:: Work required ::
Render the entries below as a Markdown table with the columns "Row" and "Entry," numbering each line in order and omitting any blank lines.

:: Data provided ::
^^^^^^^^^^^^^^^^

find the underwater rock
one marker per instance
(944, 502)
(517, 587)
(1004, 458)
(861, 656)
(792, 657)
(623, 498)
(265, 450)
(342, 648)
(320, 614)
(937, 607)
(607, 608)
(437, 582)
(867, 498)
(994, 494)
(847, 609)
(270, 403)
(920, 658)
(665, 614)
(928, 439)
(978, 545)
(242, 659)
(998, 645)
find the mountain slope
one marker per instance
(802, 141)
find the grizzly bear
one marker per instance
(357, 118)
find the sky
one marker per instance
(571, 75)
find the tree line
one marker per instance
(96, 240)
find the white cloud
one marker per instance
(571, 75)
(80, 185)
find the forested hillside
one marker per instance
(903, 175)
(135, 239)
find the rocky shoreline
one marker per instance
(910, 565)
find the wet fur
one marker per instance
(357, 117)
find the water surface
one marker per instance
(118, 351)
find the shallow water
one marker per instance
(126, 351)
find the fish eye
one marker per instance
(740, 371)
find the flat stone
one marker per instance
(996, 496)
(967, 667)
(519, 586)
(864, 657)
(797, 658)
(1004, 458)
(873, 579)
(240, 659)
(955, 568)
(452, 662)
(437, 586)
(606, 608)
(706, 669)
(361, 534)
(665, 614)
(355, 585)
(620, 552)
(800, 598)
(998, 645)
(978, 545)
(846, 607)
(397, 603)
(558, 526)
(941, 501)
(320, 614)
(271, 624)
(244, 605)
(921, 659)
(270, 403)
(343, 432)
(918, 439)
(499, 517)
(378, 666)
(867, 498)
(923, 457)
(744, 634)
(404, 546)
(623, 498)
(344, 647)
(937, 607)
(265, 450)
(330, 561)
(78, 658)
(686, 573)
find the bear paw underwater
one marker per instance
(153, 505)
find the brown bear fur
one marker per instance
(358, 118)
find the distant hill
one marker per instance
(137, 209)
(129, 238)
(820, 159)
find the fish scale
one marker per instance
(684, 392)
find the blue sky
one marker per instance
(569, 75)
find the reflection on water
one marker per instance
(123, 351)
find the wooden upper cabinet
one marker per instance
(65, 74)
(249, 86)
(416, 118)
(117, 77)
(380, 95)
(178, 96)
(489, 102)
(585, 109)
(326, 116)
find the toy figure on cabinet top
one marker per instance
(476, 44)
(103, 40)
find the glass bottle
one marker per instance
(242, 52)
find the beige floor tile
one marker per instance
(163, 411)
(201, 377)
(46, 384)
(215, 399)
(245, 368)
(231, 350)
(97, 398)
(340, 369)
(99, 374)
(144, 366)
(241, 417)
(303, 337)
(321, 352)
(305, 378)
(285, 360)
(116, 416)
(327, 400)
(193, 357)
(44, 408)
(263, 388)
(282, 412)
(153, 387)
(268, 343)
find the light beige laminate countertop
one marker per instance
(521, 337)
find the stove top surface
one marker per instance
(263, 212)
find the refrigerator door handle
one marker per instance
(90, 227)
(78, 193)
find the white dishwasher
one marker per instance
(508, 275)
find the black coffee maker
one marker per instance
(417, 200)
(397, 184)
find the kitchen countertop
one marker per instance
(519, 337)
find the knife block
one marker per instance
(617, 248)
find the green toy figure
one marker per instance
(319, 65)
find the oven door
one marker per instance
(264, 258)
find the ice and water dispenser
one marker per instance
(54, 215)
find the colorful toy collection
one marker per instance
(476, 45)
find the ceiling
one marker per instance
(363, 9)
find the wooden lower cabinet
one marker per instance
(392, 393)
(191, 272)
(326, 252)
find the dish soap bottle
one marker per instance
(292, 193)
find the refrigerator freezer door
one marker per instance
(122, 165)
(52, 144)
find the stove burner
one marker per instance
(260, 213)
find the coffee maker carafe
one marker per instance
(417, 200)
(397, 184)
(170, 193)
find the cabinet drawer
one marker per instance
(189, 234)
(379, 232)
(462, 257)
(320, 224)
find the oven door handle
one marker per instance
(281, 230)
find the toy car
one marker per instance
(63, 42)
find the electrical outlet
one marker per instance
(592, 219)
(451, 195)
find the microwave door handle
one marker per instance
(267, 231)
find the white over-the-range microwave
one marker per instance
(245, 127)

^^^^^^^^^^^^^^^^

:: Correct result ::
| Row | Entry |
|---|---|
| 1 | find the underwater rock |
| 2 | one marker per instance |
| 3 | (944, 502) |
| 4 | (517, 587) |
| 5 | (1004, 458) |
| 6 | (861, 656) |
| 7 | (792, 657) |
| 8 | (623, 498) |
| 9 | (265, 450) |
| 10 | (342, 648) |
| 11 | (320, 614) |
| 12 | (937, 607) |
| 13 | (607, 608) |
| 14 | (437, 582) |
| 15 | (867, 498) |
| 16 | (994, 494) |
| 17 | (847, 609) |
| 18 | (270, 403) |
| 19 | (920, 658) |
| 20 | (665, 614) |
| 21 | (928, 439) |
| 22 | (978, 545) |
| 23 | (242, 659) |
| 24 | (998, 645) |
| 25 | find the mountain slope |
| 26 | one marker per instance |
| 27 | (802, 141) |
| 28 | find the grizzly bear |
| 29 | one marker per instance |
| 30 | (357, 118) |
| 31 | find the sky |
| 32 | one marker per instance |
| 33 | (571, 75) |
| 34 | find the tree line |
| 35 | one marker per instance |
| 36 | (96, 240) |
| 37 | find the white cloud |
| 38 | one marker per instance |
| 39 | (571, 75) |
| 40 | (80, 185) |
| 41 | find the forested hillside |
| 42 | one marker per instance |
| 43 | (903, 175) |
| 44 | (135, 239) |
| 45 | find the rocky shoreline |
| 46 | one marker per instance |
| 47 | (910, 565) |
| 48 | find the wet fur |
| 49 | one marker per instance |
| 50 | (357, 117) |
| 51 | find the water surface |
| 52 | one marker per instance |
| 53 | (118, 351) |
| 54 | find the shallow water |
| 55 | one marker per instance |
| 56 | (126, 351) |
| 57 | find the fish eye |
| 58 | one marker per instance |
| 59 | (740, 371) |
| 60 | find the flat stone |
| 61 | one marker per instance |
| 62 | (996, 496) |
| 63 | (967, 667) |
| 64 | (519, 586) |
| 65 | (864, 657) |
| 66 | (797, 658) |
| 67 | (1004, 458) |
| 68 | (873, 579) |
| 69 | (240, 659) |
| 70 | (955, 568) |
| 71 | (452, 662) |
| 72 | (437, 586) |
| 73 | (606, 608) |
| 74 | (706, 669) |
| 75 | (361, 534) |
| 76 | (665, 614) |
| 77 | (355, 585) |
| 78 | (620, 552) |
| 79 | (800, 598) |
| 80 | (998, 645) |
| 81 | (978, 545) |
| 82 | (846, 607) |
| 83 | (397, 603) |
| 84 | (558, 526) |
| 85 | (941, 501) |
| 86 | (320, 614) |
| 87 | (271, 624) |
| 88 | (244, 605) |
| 89 | (921, 659) |
| 90 | (270, 403) |
| 91 | (343, 432) |
| 92 | (918, 439) |
| 93 | (499, 517) |
| 94 | (378, 666) |
| 95 | (867, 498) |
| 96 | (923, 457) |
| 97 | (744, 634) |
| 98 | (404, 546) |
| 99 | (623, 498) |
| 100 | (344, 647) |
| 101 | (937, 607) |
| 102 | (265, 450) |
| 103 | (330, 561) |
| 104 | (78, 658) |
| 105 | (686, 573) |
| 106 | find the bear paw underwater |
| 107 | one marker per instance |
| 108 | (153, 505) |
| 109 | find the brown bear fur |
| 110 | one marker per instance |
| 111 | (358, 118) |
| 112 | find the distant hill |
| 113 | one marker per instance |
| 114 | (137, 209) |
| 115 | (129, 238) |
| 116 | (820, 159) |
| 117 | find the fish scale |
| 118 | one marker per instance |
| 119 | (684, 392) |
| 120 | find the blue sky |
| 121 | one marker per instance |
| 122 | (569, 75) |
| 123 | find the reflection on water |
| 124 | one marker per instance |
| 125 | (123, 351) |
| 126 | find the wooden upper cabinet |
| 127 | one marker per instance |
| 128 | (65, 74) |
| 129 | (249, 86) |
| 130 | (416, 118) |
| 131 | (117, 77) |
| 132 | (380, 95) |
| 133 | (178, 96) |
| 134 | (489, 102) |
| 135 | (585, 109) |
| 136 | (326, 116) |
| 137 | find the toy figure on cabinet top |
| 138 | one marker per instance |
| 139 | (476, 44) |
| 140 | (103, 40) |
| 141 | find the glass bottle |
| 142 | one marker per instance |
| 143 | (242, 52) |
| 144 | find the beige floor tile |
| 145 | one marker per instance |
| 146 | (163, 411) |
| 147 | (201, 377) |
| 148 | (46, 384) |
| 149 | (215, 399) |
| 150 | (245, 368) |
| 151 | (231, 350) |
| 152 | (97, 398) |
| 153 | (340, 369) |
| 154 | (99, 374) |
| 155 | (144, 366) |
| 156 | (241, 417) |
| 157 | (303, 337) |
| 158 | (321, 352) |
| 159 | (305, 378) |
| 160 | (285, 360) |
| 161 | (116, 416) |
| 162 | (327, 400) |
| 163 | (193, 357) |
| 164 | (44, 408) |
| 165 | (263, 388) |
| 166 | (282, 412) |
| 167 | (153, 387) |
| 168 | (268, 343) |
| 169 | find the light beige laminate countertop |
| 170 | one marker per instance |
| 171 | (521, 337) |
| 172 | find the stove top surface |
| 173 | one marker per instance |
| 174 | (263, 212) |
| 175 | find the refrigerator door handle |
| 176 | one marker per instance |
| 177 | (90, 227) |
| 178 | (78, 193) |
| 179 | find the white dishwasher |
| 180 | one marker per instance |
| 181 | (508, 275) |
| 182 | find the black coffee maker |
| 183 | one marker per instance |
| 184 | (417, 200) |
| 185 | (397, 184) |
| 186 | find the kitchen countertop |
| 187 | one marker per instance |
| 188 | (519, 337) |
| 189 | find the knife block |
| 190 | one marker per instance |
| 191 | (617, 248) |
| 192 | find the green toy figure |
| 193 | one marker per instance |
| 194 | (319, 65) |
| 195 | find the oven door |
| 196 | one marker per instance |
| 197 | (264, 258) |
| 198 | find the ice and water dispenser |
| 199 | one marker per instance |
| 200 | (54, 215) |
| 201 | find the colorful toy collection |
| 202 | one marker per instance |
| 203 | (476, 45) |
| 204 | find the ceiling |
| 205 | one marker per instance |
| 206 | (363, 9) |
| 207 | find the wooden lower cabinet |
| 208 | one marker per instance |
| 209 | (392, 393) |
| 210 | (191, 272) |
| 211 | (326, 252) |
| 212 | find the dish soap bottle |
| 213 | one marker per instance |
| 214 | (292, 193) |
| 215 | find the refrigerator freezer door |
| 216 | one marker per instance |
| 217 | (122, 165) |
| 218 | (52, 144) |
| 219 | find the stove burner |
| 220 | one marker per instance |
| 221 | (260, 213) |
| 222 | find the coffee maker carafe |
| 223 | one marker per instance |
| 224 | (417, 200) |
| 225 | (397, 184) |
| 226 | (170, 193) |
| 227 | find the cabinet drawer |
| 228 | one marker per instance |
| 229 | (189, 234) |
| 230 | (379, 232) |
| 231 | (462, 257) |
| 232 | (320, 224) |
| 233 | find the oven door handle |
| 234 | one marker per instance |
| 235 | (281, 230) |
| 236 | find the toy car |
| 237 | one marker per instance |
| 238 | (63, 42) |
| 239 | find the electrical outlet |
| 240 | one marker per instance |
| 241 | (592, 219) |
| 242 | (451, 195) |
| 243 | find the microwave door handle |
| 244 | one marker per instance |
| 245 | (267, 231) |
| 246 | find the white over-the-range microwave |
| 247 | one marker per instance |
| 248 | (245, 127) |